[Records from a data source]
● ● ● ● ●

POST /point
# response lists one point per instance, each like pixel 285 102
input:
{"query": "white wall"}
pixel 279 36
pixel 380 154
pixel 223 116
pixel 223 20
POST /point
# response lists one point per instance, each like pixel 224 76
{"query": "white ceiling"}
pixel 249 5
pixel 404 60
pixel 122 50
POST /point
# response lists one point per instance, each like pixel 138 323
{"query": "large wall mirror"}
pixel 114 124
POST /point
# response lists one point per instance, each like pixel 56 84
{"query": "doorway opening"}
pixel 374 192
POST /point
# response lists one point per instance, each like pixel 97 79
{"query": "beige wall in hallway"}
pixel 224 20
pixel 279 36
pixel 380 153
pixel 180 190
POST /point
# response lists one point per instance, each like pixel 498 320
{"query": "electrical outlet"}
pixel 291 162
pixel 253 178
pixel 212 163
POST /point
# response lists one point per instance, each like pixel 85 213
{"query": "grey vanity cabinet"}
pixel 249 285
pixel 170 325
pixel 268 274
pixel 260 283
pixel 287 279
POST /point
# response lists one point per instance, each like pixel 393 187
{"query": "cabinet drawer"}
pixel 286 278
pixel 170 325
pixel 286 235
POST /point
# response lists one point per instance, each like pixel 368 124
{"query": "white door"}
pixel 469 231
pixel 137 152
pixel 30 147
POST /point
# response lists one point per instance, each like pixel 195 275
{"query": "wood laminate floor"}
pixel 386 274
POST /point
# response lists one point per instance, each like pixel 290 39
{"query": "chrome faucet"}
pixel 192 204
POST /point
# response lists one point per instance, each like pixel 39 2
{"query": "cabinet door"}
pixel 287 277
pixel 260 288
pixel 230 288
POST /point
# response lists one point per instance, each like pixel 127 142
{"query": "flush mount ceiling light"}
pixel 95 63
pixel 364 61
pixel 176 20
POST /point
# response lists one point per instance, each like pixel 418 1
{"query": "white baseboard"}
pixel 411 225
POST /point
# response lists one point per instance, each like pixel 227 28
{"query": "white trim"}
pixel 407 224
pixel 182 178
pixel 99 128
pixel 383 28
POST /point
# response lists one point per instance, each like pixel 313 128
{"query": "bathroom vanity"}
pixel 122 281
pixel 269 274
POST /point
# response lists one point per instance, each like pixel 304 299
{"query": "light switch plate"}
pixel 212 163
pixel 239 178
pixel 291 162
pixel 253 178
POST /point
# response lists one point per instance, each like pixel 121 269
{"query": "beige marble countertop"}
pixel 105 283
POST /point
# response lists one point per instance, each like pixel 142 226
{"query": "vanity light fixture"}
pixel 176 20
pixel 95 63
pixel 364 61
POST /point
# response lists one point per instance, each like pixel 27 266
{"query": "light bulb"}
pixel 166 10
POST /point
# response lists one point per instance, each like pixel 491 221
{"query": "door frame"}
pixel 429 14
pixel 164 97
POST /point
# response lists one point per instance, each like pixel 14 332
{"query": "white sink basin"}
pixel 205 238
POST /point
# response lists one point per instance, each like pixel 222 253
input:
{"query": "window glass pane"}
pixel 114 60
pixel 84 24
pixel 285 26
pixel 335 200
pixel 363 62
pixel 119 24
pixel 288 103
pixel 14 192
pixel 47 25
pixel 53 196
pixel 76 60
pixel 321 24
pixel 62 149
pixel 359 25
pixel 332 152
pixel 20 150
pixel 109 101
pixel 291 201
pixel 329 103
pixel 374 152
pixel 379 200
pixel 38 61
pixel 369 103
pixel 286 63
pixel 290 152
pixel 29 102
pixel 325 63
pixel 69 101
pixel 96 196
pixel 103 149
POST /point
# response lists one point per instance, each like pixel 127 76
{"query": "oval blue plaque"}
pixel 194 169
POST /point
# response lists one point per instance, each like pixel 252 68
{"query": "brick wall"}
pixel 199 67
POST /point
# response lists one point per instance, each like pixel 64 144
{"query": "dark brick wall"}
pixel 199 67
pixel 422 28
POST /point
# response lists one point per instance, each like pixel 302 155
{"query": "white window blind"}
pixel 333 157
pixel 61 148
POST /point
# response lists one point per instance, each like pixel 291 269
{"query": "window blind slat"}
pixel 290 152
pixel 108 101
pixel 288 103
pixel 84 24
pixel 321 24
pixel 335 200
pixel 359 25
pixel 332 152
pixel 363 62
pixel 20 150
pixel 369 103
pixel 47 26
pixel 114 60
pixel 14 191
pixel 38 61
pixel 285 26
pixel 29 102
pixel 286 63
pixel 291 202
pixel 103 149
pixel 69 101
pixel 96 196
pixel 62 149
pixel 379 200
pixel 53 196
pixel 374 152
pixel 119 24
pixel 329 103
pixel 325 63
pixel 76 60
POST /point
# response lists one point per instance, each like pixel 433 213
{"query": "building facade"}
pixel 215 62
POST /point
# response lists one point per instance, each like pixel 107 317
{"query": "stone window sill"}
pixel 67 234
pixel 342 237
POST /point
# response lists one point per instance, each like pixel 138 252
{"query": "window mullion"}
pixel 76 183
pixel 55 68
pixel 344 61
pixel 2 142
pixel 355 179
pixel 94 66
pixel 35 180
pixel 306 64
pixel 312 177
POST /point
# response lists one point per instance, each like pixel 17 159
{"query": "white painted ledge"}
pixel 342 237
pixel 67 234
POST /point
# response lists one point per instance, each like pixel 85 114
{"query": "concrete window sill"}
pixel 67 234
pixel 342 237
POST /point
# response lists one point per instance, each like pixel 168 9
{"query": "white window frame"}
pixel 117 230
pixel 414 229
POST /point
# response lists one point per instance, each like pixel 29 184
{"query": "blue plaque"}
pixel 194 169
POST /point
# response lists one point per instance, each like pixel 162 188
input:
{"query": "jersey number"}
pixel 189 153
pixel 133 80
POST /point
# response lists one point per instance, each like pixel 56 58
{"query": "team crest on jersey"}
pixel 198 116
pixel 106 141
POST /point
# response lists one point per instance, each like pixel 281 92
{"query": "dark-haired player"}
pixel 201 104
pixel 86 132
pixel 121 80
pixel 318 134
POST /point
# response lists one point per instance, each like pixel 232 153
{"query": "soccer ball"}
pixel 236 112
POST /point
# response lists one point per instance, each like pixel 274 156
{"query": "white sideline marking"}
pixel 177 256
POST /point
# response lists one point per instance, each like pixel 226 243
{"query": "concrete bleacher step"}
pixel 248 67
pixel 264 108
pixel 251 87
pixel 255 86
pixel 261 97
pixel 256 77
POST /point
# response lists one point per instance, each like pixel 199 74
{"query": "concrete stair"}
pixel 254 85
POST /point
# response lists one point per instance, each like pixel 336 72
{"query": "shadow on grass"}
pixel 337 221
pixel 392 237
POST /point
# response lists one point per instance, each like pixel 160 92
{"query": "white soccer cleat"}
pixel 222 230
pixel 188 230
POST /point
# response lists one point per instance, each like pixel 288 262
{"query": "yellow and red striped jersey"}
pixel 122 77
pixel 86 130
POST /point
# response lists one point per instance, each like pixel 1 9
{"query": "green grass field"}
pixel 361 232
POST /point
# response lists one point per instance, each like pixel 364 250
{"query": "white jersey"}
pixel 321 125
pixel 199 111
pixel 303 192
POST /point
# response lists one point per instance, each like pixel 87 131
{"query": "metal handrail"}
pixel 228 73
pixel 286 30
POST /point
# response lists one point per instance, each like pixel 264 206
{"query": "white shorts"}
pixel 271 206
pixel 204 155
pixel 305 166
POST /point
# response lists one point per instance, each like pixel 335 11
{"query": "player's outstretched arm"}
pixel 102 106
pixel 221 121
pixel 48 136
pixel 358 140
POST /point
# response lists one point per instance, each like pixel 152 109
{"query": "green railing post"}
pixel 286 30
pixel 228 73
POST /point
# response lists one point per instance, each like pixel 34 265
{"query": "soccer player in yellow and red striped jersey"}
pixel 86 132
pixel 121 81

● ● ● ● ●

• [Instructions for the task]
Exactly reproduce the material above.

• [Task solution]
POST /point
# response lists one point per instance, each like pixel 285 102
input:
{"query": "white wall"}
pixel 279 36
pixel 380 154
pixel 223 116
pixel 223 20
POST /point
# response lists one point per instance, each like pixel 224 76
{"query": "white ceiling"}
pixel 249 5
pixel 404 60
pixel 122 50
POST /point
# response lists one point per instance, each like pixel 138 323
{"query": "large wall mirror"}
pixel 114 124
POST /point
# response lists one point per instance, each like pixel 56 84
{"query": "doorway opening"}
pixel 374 192
POST /point
# response lists one point per instance, each like pixel 97 79
{"query": "beige wall in hallway"}
pixel 224 20
pixel 279 36
pixel 380 153
pixel 180 190
POST /point
# response lists one point per instance, each like pixel 498 320
{"query": "electrical outlet"}
pixel 291 162
pixel 253 178
pixel 212 163
POST /point
# response lists one point per instance, each like pixel 85 213
{"query": "grey vanity cabinet"}
pixel 249 285
pixel 170 325
pixel 268 274
pixel 260 283
pixel 287 279
POST /point
# response lists one point per instance, each like pixel 393 187
{"query": "cabinet drawer"}
pixel 286 278
pixel 170 325
pixel 286 235
POST /point
# response lists one point per instance, each like pixel 368 124
{"query": "white door"}
pixel 469 231
pixel 137 152
pixel 30 147
POST /point
# response lists one point per instance, each like pixel 195 275
{"query": "wood laminate floor"}
pixel 386 274
POST /point
# response lists one point per instance, each like pixel 290 39
{"query": "chrome faucet"}
pixel 192 204
POST /point
# response lists one point per instance, each like pixel 39 2
{"query": "cabinet door"}
pixel 287 277
pixel 260 288
pixel 230 288
POST /point
# response lists one point per instance, each like pixel 127 142
{"query": "flush mount ceiling light"}
pixel 95 63
pixel 364 61
pixel 176 20
POST /point
# response lists one point per instance, each like pixel 418 1
{"query": "white baseboard"}
pixel 411 225
POST /point
# response lists one point per instance, each like pixel 227 28
{"query": "white trim"}
pixel 407 224
pixel 182 178
pixel 99 128
pixel 383 28
POST /point
# response lists one point per instance, each like pixel 313 128
{"query": "bathroom vanity"}
pixel 122 281
pixel 269 274
POST /point
# response lists one point per instance, each like pixel 304 299
{"query": "light switch plate"}
pixel 212 163
pixel 239 178
pixel 291 162
pixel 253 178
POST /point
# response lists one point per instance, each like pixel 121 269
{"query": "beige marble countertop"}
pixel 105 283
POST /point
# response lists one point per instance, each like pixel 142 226
{"query": "vanity light fixture"}
pixel 176 20
pixel 95 63
pixel 364 61
POST /point
# response lists one point per instance, each like pixel 27 266
{"query": "light bulb"}
pixel 166 10
POST /point
# response lists one point per instance, each like pixel 491 221
{"query": "door frame"}
pixel 429 14
pixel 164 97
POST /point
# response lists one point per instance, each like pixel 14 332
{"query": "white sink basin"}
pixel 205 238
POST /point
# response lists one point per instance, each like pixel 222 253
input:
{"query": "window glass pane"}
pixel 114 60
pixel 84 24
pixel 285 26
pixel 335 200
pixel 363 62
pixel 119 24
pixel 288 103
pixel 14 192
pixel 47 25
pixel 53 196
pixel 76 60
pixel 321 24
pixel 62 149
pixel 359 25
pixel 332 152
pixel 20 150
pixel 109 101
pixel 291 201
pixel 329 103
pixel 374 152
pixel 379 200
pixel 38 61
pixel 369 103
pixel 286 63
pixel 290 152
pixel 29 102
pixel 325 63
pixel 69 101
pixel 96 196
pixel 103 149
POST /point
# response lists one point per instance, each like pixel 127 76
{"query": "oval blue plaque"}
pixel 194 169
POST /point
# response lists one point per instance, each like pixel 252 68
{"query": "brick wall"}
pixel 199 67
POST /point
# response lists one point per instance, each like pixel 64 144
{"query": "dark brick wall"}
pixel 199 67
pixel 422 28
POST /point
# response lists one point per instance, each like pixel 302 155
{"query": "white window blind"}
pixel 333 157
pixel 61 148
POST /point
# response lists one point per instance, each like pixel 291 269
{"query": "window blind slat"}
pixel 290 152
pixel 108 101
pixel 288 103
pixel 84 24
pixel 321 24
pixel 335 200
pixel 359 25
pixel 332 152
pixel 363 62
pixel 20 150
pixel 369 103
pixel 47 26
pixel 114 60
pixel 14 191
pixel 38 61
pixel 285 26
pixel 29 102
pixel 286 63
pixel 291 202
pixel 103 149
pixel 69 101
pixel 96 196
pixel 62 149
pixel 379 200
pixel 53 196
pixel 374 152
pixel 119 24
pixel 329 103
pixel 325 63
pixel 76 60
POST /point
# response lists one point per instance, each like pixel 433 213
{"query": "building facade"}
pixel 215 62
POST /point
# response lists one point per instance, each like pixel 107 317
{"query": "stone window sill"}
pixel 67 234
pixel 342 237
POST /point
# response lists one point per instance, each like pixel 138 252
{"query": "window mullion"}
pixel 76 183
pixel 55 68
pixel 344 61
pixel 2 142
pixel 355 179
pixel 94 66
pixel 35 180
pixel 306 64
pixel 312 177
POST /point
# response lists one point per instance, each like pixel 17 159
{"query": "white painted ledge"}
pixel 342 237
pixel 67 234
POST /point
# response lists one point per instance, each like pixel 85 114
{"query": "concrete window sill"}
pixel 67 234
pixel 342 237
POST /point
# response lists one point per instance, each like pixel 168 9
{"query": "white window frame"}
pixel 117 230
pixel 414 229
POST /point
# response lists one point per instance, each like pixel 29 184
{"query": "blue plaque"}
pixel 194 169
POST /point
# response lists one point per instance, each like pixel 162 188
input:
{"query": "jersey number"}
pixel 189 153
pixel 133 80
POST /point
# response lists one point per instance, each like pixel 56 58
{"query": "team crest on jersey"}
pixel 198 116
pixel 106 141
POST /point
# response lists one point per instance, each like pixel 281 92
{"query": "dark-haired player"}
pixel 201 104
pixel 86 132
pixel 121 80
pixel 318 134
POST /point
# response lists one point per instance, each like pixel 232 153
{"query": "soccer ball"}
pixel 236 112
POST /point
# response lists one point per instance, each like pixel 274 156
{"query": "white sideline marking"}
pixel 177 256
POST /point
# response lists one point per instance, each like pixel 226 243
{"query": "concrete bleacher step"}
pixel 248 67
pixel 264 108
pixel 251 87
pixel 255 86
pixel 261 97
pixel 256 77
POST /point
# response lists one point per instance, each like pixel 199 74
{"query": "concrete stair"}
pixel 254 85
POST /point
# response lists one point per instance, each like pixel 336 72
{"query": "shadow on grass"}
pixel 337 221
pixel 392 237
POST /point
# response lists one point per instance, each like pixel 160 92
{"query": "white soccer cleat"}
pixel 222 230
pixel 188 230
POST /point
# response lists one point per instance, each like pixel 288 262
{"query": "yellow and red striped jersey"}
pixel 122 77
pixel 86 130
POST /point
# response lists one point per instance, each like pixel 1 9
{"query": "green grass field"}
pixel 361 232
POST /point
# response lists one point per instance, each like pixel 364 250
{"query": "white jersey"}
pixel 321 125
pixel 199 111
pixel 303 192
POST /point
# response lists one point per instance, each like pixel 87 131
{"query": "metal handrail"}
pixel 228 73
pixel 286 30
POST /point
# response lists one point per instance, each like pixel 264 206
{"query": "white shorts"}
pixel 271 206
pixel 204 155
pixel 305 166
POST /point
# response lists one point per instance, each like pixel 335 11
{"query": "player's outstretched arm"}
pixel 102 106
pixel 221 121
pixel 48 136
pixel 358 140
POST /point
# response lists one point per instance, each like pixel 152 109
{"query": "green railing post"}
pixel 286 30
pixel 228 73
POST /point
# response lists one point per instance, each like pixel 34 265
{"query": "soccer player in yellow and red striped jersey"}
pixel 86 132
pixel 121 81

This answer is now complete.